▸ **Given entries**
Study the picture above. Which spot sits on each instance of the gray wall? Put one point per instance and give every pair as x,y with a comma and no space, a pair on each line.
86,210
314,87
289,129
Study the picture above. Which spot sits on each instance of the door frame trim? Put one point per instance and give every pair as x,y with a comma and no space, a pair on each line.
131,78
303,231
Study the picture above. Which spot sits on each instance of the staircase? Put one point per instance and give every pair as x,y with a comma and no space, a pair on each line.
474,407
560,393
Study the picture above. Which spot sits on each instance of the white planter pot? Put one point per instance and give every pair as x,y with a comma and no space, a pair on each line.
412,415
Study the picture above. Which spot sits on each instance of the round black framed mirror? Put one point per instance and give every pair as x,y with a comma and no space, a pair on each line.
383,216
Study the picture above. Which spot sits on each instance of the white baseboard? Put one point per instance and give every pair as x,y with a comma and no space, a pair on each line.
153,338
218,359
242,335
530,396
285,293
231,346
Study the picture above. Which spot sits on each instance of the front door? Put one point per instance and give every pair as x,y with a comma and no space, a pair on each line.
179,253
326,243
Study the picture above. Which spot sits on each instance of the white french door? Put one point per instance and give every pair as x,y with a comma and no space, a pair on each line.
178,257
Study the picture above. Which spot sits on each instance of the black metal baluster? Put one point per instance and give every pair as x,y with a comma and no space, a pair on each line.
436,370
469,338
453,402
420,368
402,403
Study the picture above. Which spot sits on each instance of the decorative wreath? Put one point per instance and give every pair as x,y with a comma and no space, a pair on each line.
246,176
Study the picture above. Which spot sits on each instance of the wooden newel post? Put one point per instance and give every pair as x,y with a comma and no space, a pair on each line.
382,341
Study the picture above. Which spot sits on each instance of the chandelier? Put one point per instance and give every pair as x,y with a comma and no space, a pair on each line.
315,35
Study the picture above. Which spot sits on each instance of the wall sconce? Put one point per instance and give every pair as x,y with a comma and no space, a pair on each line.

▸ **Stated exercise**
Write out all of the records above again, substituting "occurrence" for each "instance". Keep everything else the same.

▸ **Complete answer**
Study the picture above. Which spot sits on each occurrence of the gray wall? Put one point per occurrence and give every pair as x,y with a comma and no space, a pair on each line.
86,210
314,87
289,129
Study the picture above. Which spot sits on each occurrence of the door frame trim? Put one point per occurrence and give every pair as x,y with a comma and no space, a pair on each line.
131,78
303,231
Study the picture above. Which spot sits on each occurrence of the staircase? Put one point per occurrence and give every pair as x,y with a comma and no space, a pair on each line.
474,407
560,393
Study the picture above. Which spot sits on each occurrence of the white planter pot? Put one point per occurrence and give every pair as x,y with a comma and no space, a pair on each line.
412,415
Study the picture above. Which spot sits on each occurrence of the round black framed mirror? Put one point per occurrence and give every pair as x,y with a comma and no space, a pair on each line.
383,216
Study the picture above. Which spot sits on each occurrence of the white baseboard? Put one point per occurrence and give every pair as x,y with a comma and no space, a pair on each line.
153,338
218,359
242,335
530,396
285,293
231,346
Study the picture above. Which spot sits on each occurrence of the front door? Put one point per occurrence and give every pair as x,y with a comma and no space, a pair on each line.
179,253
326,243
Study the picture above. Which spot sits on each occurrence of the white french door? Put one point per occurrence and give every pair as x,y with a comma and no space, a pair on each line.
178,257
Study the picture above. Which spot sits on each occurrence of the black metal baluster? Put one point per occurrence and give every pair as x,y with a comma and no space, a pair on each line.
436,370
469,338
453,402
420,368
402,403
Study the picture above. Which spot sits on each occurrence of the decorative wreath? Put one point per occurrence and give every pair as x,y with a comma and no space, a pair on each line.
246,176
Study the picture above. Which spot sits on each occurrence of the wooden newel post? Put one point per occurrence and give every pair as x,y with a comma and no space, a pair on each line.
382,341
Study the picture above. Which spot sits on each occurrence of the chandelier? Put one point per occurrence and give every pair as x,y with a comma and no space, a pair on each line.
315,35
Study the picture above. Which spot sits on each occurrence of the wall sconce? Put one point per occurrence and give every pair as x,y with a comma and no space, a pair on each line.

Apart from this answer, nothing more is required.